* start TEXT TO READ *
C# String Normalize()

In C#, the Normalize() method is used to normalize a string by applying Unicode normalization forms. Unicode normalization forms define a standard representation for characters that have multiple possible sequences of code points.

The Normalize() method is available on the System.String class and has several overloads. Here’s the basic syntax:

public string Normalize(NormalizationForm normalizationForm)

The normalizationForm parameter specifies the Unicode normalization form to apply. It can take one of the following values from the System.Text.NormalizationForm enumeration:

  • FormC: This normalization form represents composed characters, where characters that can be represented with a single Unicode code point are replaced with their composed form.
  • FormD: This normalization form represents decomposed characters, where characters that can be represented with multiple Unicode code points are replaced with their decomposed form.
  • FormKC: This normalization form represents compatibility composed characters, where characters that are compatible but not canonically equivalent are replaced with their composed form.
  • FormKD: This normalization form represents compatibility decomposed characters, where characters that are compatible but not canonically equivalent are replaced with their decomposed form.

The Normalize() method returns a new string that represents the normalized form of the original string.

Here’s an example usage:

string originalString = "Café";
string normalizedString = originalString.Normalize(NormalizationForm.FormD);
Console.WriteLine(normalizedString);  // Output: Café

In the example above, the original string “Café” contains a composed character ‘é’, which can also be represented as a decomposed sequence of ‘e’ and combining acute accent. By applying the Normalize() method with NormalizationForm.FormD, the string is normalized to its decomposed form “Café”, where ‘e’ and the combining acute accent are separate code points.

Note that Unicode normalization may not affect all strings, as not all strings contain characters with multiple representations.

Parameter:

The Normalize() method in C# has an optional parameter called NormalizationForm. This parameter allows you to specify the Unicode normalization form to apply when normalizing the string. Here’s the detailed syntax of the Normalize() method:

public string Normalize(NormalizationForm normalizationForm)
* end TEXT TO READ *
* start MATERIAL FOR THIS EXERCISE *
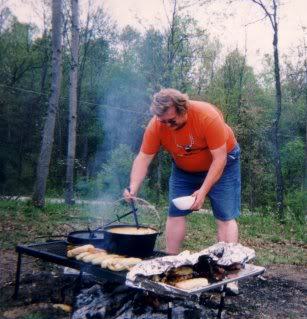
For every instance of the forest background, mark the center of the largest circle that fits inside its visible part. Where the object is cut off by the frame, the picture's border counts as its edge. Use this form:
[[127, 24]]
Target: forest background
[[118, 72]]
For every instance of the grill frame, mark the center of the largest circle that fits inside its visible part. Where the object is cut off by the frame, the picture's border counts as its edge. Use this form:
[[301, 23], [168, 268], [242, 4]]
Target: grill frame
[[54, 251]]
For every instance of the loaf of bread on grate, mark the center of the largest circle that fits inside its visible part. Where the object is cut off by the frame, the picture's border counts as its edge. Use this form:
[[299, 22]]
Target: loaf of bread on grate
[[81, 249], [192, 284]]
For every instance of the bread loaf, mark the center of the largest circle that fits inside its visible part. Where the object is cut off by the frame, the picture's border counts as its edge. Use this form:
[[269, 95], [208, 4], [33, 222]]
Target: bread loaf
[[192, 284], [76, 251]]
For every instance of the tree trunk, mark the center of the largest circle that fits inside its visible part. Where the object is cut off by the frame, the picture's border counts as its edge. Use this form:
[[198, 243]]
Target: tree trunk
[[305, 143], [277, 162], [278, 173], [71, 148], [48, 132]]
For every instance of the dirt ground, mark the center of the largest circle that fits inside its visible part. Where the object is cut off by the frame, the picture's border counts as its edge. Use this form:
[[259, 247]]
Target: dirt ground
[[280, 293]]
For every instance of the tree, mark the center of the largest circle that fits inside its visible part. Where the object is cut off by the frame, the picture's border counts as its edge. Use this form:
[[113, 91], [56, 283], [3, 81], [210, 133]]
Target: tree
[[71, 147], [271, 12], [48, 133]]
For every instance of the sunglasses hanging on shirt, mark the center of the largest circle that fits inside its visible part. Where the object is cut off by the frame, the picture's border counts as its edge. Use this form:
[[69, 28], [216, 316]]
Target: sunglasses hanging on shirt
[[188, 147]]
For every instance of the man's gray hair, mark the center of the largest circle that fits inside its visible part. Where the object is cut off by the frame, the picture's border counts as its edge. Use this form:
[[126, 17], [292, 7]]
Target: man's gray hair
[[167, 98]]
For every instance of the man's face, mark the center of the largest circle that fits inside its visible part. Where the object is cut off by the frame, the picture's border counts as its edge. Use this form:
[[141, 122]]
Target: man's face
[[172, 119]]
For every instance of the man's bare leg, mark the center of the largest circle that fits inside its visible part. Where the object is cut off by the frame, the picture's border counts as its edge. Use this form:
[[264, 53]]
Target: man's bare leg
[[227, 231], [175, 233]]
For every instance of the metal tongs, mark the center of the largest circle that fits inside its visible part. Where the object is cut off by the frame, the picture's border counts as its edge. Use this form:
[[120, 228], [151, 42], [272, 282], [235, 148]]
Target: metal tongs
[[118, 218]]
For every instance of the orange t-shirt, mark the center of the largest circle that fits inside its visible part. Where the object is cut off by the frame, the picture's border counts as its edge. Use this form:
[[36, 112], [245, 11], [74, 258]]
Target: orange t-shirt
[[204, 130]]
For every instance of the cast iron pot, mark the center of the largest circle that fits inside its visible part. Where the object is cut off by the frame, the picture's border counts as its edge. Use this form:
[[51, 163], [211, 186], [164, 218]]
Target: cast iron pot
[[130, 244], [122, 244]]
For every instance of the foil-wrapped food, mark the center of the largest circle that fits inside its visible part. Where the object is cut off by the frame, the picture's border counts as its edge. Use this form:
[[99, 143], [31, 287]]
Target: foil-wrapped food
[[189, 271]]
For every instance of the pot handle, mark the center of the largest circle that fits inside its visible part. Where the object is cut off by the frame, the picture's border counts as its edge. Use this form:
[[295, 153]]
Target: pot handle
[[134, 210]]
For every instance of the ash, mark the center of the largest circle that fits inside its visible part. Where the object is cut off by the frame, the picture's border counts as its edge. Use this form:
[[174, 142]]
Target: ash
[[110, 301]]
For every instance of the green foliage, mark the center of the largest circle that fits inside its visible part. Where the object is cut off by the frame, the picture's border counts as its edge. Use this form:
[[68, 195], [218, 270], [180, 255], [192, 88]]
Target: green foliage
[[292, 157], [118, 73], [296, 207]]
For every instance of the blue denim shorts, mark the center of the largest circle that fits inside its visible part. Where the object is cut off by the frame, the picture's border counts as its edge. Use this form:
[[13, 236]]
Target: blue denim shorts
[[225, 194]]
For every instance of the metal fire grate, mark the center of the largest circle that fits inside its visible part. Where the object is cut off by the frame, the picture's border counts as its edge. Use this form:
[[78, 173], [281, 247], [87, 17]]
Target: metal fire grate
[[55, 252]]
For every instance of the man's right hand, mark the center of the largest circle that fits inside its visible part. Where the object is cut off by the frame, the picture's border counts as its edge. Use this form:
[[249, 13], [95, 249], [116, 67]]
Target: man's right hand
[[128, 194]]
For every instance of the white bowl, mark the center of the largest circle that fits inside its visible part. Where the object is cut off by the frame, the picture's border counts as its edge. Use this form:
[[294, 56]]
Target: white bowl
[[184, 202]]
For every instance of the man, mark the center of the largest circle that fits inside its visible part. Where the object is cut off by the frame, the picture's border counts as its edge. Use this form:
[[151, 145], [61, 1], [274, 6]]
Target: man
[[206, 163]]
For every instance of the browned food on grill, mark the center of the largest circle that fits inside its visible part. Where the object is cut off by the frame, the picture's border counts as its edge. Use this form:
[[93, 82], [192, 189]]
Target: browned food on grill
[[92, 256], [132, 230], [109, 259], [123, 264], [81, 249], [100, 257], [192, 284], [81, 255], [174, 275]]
* end MATERIAL FOR THIS EXERCISE *
* start MATERIAL FOR THIS EXERCISE *
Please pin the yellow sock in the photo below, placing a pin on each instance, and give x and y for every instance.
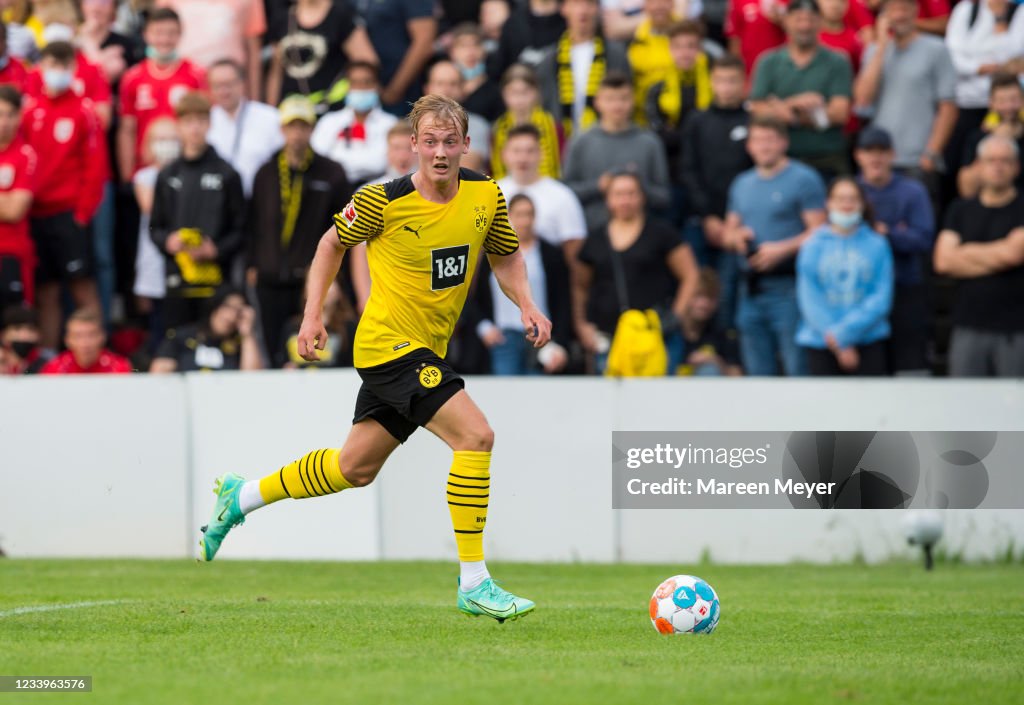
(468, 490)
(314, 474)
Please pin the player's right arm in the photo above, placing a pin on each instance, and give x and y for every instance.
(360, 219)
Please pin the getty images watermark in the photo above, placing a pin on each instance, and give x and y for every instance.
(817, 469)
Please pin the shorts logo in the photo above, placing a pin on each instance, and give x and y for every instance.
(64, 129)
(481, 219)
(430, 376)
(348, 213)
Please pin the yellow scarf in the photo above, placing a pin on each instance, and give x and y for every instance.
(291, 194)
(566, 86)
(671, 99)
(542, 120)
* end MATERIAL FOR THIS EXERCISE *
* start MATERIAL FOR THIS EXERCISE *
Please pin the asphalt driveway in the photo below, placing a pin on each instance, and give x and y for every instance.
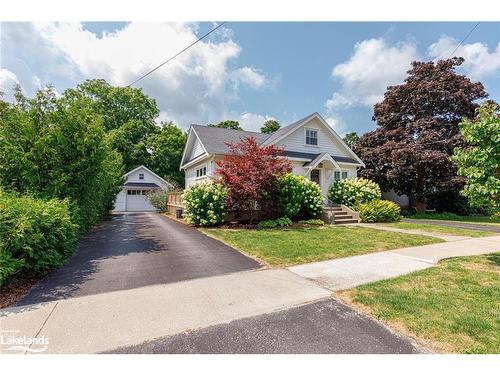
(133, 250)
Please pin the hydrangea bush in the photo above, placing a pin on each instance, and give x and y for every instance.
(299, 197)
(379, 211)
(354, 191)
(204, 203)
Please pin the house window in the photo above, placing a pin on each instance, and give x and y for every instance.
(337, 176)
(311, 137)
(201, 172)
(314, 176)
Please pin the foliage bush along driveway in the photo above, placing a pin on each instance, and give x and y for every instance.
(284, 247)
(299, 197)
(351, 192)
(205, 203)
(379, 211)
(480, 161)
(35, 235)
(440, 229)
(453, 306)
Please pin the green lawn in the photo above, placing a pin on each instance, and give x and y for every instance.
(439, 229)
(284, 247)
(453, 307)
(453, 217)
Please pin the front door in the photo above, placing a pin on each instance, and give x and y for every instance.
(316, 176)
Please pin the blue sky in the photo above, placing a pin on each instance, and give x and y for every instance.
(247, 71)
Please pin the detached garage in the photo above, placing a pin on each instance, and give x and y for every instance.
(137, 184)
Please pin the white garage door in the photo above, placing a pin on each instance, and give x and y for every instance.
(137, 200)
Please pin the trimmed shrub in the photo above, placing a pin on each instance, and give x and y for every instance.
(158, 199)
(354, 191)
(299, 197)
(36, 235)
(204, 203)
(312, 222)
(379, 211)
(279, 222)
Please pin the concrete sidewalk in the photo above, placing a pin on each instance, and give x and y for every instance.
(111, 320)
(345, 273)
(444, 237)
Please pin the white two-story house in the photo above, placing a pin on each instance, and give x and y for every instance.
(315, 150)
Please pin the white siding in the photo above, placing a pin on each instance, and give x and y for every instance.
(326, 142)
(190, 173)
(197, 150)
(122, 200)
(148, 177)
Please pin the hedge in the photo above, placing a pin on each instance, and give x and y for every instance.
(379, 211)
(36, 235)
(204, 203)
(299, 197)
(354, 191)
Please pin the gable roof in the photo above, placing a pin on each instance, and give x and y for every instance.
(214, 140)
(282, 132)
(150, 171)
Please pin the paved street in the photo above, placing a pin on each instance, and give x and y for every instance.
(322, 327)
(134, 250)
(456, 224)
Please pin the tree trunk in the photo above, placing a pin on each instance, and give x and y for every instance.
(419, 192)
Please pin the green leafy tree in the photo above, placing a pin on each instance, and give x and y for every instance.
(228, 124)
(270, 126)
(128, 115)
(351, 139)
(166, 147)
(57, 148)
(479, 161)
* end MATERIAL FOR THIS EXERCISE *
DIRECTIONS =>
• A. In the C# Normalize() page, which enumeration supplies the values for the normalizationForm parameter?
• B. In the records, retype the lines starting with the line containing "For every instance of the man's face, mark" and going on through the line containing "[[172, 119]]".
The records are unrelated to the text.

ANSWERS TO THE PROBLEMS =>
• A. System.Text.NormalizationForm

• B.
For every instance of the man's face, mark the center of the largest circle that fits inside its visible part. Where the object is cut off by the frame, the picture's border counts as its edge. Use this form:
[[141, 122]]
Target: man's face
[[172, 119]]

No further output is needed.